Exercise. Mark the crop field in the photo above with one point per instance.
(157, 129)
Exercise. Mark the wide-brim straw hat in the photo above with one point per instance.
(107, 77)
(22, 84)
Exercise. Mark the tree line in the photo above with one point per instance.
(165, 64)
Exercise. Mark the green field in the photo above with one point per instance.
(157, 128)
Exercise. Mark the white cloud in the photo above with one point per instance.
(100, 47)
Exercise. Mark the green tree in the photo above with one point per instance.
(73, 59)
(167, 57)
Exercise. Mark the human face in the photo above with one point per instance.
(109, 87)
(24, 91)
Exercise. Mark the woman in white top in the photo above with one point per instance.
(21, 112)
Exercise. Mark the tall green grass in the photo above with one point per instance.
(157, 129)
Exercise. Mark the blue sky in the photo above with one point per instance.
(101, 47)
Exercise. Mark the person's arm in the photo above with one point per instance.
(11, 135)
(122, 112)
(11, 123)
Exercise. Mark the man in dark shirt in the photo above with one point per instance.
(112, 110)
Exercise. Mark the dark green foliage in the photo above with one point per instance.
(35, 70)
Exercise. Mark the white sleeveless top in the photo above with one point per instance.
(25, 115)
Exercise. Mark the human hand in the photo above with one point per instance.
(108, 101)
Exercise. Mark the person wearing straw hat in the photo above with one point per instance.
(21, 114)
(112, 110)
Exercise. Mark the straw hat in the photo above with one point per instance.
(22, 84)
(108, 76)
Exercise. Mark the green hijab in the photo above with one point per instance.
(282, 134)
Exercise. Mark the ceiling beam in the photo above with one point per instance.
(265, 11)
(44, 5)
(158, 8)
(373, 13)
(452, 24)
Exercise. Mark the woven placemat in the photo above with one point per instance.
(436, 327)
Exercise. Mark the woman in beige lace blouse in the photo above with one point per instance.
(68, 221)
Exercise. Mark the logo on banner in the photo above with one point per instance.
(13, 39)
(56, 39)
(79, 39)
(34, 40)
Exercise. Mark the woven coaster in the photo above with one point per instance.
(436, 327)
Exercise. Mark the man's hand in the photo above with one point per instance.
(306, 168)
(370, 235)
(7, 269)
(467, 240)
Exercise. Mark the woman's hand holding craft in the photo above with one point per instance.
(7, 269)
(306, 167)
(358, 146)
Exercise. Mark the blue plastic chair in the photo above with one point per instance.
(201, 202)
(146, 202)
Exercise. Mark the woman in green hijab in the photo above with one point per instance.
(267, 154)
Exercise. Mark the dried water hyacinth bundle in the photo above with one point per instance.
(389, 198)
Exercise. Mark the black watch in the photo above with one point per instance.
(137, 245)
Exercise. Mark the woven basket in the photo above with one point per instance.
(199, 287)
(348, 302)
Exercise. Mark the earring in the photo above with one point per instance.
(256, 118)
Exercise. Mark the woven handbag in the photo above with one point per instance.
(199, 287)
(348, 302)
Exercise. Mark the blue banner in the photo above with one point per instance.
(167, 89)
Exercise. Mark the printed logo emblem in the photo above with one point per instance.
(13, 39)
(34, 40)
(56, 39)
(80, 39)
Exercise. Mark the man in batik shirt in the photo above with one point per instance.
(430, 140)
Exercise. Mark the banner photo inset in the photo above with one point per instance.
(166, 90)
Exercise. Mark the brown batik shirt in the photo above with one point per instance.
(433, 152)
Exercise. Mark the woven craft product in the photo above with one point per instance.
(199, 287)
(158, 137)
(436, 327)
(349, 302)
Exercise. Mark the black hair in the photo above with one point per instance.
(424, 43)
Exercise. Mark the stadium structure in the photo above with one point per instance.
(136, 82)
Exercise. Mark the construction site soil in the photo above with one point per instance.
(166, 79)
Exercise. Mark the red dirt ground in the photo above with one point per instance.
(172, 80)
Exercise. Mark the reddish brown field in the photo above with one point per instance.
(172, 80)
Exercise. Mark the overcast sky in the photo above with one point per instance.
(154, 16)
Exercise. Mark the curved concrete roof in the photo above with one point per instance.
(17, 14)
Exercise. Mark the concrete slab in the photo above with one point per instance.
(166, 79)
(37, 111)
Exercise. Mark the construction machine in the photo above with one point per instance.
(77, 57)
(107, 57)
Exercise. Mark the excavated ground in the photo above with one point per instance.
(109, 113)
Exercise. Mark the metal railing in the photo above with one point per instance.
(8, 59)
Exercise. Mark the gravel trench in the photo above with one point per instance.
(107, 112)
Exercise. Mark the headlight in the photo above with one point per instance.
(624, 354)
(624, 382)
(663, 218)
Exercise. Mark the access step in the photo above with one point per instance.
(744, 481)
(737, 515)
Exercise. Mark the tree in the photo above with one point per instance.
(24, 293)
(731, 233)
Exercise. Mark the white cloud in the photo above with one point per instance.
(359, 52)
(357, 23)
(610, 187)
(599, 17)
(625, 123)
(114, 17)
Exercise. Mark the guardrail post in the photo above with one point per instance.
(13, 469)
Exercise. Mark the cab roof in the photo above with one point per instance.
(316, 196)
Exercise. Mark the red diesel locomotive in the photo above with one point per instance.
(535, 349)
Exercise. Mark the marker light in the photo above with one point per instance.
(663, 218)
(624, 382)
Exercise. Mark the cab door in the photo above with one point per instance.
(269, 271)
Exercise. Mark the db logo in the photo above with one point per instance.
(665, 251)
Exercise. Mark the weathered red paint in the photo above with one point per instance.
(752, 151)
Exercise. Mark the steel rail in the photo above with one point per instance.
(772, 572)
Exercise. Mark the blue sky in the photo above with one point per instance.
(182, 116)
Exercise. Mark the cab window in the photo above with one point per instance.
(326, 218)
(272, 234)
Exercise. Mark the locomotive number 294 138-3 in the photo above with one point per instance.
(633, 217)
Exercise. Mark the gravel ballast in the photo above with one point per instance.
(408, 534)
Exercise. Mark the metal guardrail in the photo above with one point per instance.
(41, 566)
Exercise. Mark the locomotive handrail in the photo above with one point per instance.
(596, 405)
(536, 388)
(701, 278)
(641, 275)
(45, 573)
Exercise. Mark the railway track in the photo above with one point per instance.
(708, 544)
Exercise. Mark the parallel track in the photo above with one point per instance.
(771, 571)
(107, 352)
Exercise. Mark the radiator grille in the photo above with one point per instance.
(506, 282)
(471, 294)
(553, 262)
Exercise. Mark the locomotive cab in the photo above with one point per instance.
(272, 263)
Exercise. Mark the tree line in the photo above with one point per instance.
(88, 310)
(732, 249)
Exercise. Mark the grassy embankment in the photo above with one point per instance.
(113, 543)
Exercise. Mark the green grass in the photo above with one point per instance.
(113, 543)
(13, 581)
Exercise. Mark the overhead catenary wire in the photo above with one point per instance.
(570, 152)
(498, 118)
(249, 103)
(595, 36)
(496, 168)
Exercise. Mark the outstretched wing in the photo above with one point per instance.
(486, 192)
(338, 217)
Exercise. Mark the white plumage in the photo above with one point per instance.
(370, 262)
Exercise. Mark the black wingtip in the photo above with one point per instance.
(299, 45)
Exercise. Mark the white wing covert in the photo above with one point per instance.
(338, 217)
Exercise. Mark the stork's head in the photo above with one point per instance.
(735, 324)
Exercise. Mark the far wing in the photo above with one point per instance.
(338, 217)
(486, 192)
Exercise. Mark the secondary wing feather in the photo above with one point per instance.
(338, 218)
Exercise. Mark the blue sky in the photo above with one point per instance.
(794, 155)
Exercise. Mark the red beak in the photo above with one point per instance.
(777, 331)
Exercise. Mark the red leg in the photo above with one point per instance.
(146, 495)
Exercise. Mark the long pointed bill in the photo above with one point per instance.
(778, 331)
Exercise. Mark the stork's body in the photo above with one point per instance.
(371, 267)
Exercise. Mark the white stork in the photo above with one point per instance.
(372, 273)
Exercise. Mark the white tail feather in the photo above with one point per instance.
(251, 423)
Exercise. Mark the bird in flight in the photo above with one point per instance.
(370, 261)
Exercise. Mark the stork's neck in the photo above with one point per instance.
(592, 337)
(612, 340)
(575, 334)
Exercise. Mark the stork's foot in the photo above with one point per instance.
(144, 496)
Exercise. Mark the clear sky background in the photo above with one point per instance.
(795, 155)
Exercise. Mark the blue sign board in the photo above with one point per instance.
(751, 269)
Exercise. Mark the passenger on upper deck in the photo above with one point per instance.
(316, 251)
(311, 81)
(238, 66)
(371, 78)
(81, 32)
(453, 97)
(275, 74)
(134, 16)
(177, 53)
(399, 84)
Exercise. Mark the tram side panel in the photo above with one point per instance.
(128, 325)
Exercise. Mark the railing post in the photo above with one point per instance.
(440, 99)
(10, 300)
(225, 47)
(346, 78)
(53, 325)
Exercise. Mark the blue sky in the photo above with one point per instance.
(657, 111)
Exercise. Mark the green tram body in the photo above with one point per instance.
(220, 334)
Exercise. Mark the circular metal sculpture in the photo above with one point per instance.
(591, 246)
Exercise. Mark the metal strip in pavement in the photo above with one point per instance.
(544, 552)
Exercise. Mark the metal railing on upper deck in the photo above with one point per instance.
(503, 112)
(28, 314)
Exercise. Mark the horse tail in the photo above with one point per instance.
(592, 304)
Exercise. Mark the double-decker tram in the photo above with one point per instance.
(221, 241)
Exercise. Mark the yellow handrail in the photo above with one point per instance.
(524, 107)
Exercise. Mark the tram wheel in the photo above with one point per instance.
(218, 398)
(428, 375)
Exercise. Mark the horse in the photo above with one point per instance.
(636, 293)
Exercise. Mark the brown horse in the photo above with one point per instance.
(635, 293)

:::::

• [Task]: Exactly as written, give the line containing "Exercise. Mark the white stork" and all remaining lines of the records.

• [Response to the exercise]:
Exercise. Mark the white stork in the photo above with one point per instance.
(372, 273)
Exercise. Mark the white tail feather in the photo above with one point per instance.
(251, 423)
Exercise. Mark the bird in flight in the photo above with one point per instance.
(370, 261)
Exercise. Mark the stork's neck in the photo above with one point per instance.
(592, 337)
(612, 340)
(575, 334)
Exercise. Mark the stork's foot in the photo above with one point per instance.
(144, 496)
Exercise. Mark the clear sky background in the photo above with one point per instance.
(795, 155)
Exercise. Mark the blue sign board in the photo above with one point per instance.
(751, 269)
Exercise. Mark the passenger on upper deck in the photo above with one point per instance.
(316, 251)
(311, 81)
(238, 66)
(371, 78)
(81, 32)
(453, 97)
(275, 74)
(134, 16)
(177, 53)
(399, 84)
Exercise. Mark the tram side panel in the photo above with one point per instance.
(128, 325)
Exercise. Mark the railing post in the photo above with one point per instance.
(440, 99)
(10, 300)
(225, 47)
(346, 78)
(53, 325)
Exercise. Mark the blue sky in the photo above with one point per instance.
(657, 111)
Exercise. Mark the green tram body in the photo above with one point per instance.
(220, 334)
Exercise. Mark the circular metal sculpture in the photo above with one point per instance.
(591, 246)
Exercise. Mark the metal strip in pavement in the photo above with one point per instance.
(544, 552)
Exercise. Mark the metal railing on upper deck in the photo above with one point per instance.
(503, 112)
(28, 314)
Exercise. Mark the horse tail in the photo above with one point per instance.
(592, 304)
Exercise. Mark the double-decker tram in the photo above with one point per instance.
(221, 241)
Exercise. Mark the yellow handrail in the photo above with one point per instance.
(524, 107)
Exercise. Mark the tram wheel in the photo above with one point per instance.
(218, 398)
(428, 375)
Exercise. Mark the horse in the photo above with one point per instance.
(636, 293)
Exercise. Mark the brown horse in the photo above with one point per instance.
(635, 293)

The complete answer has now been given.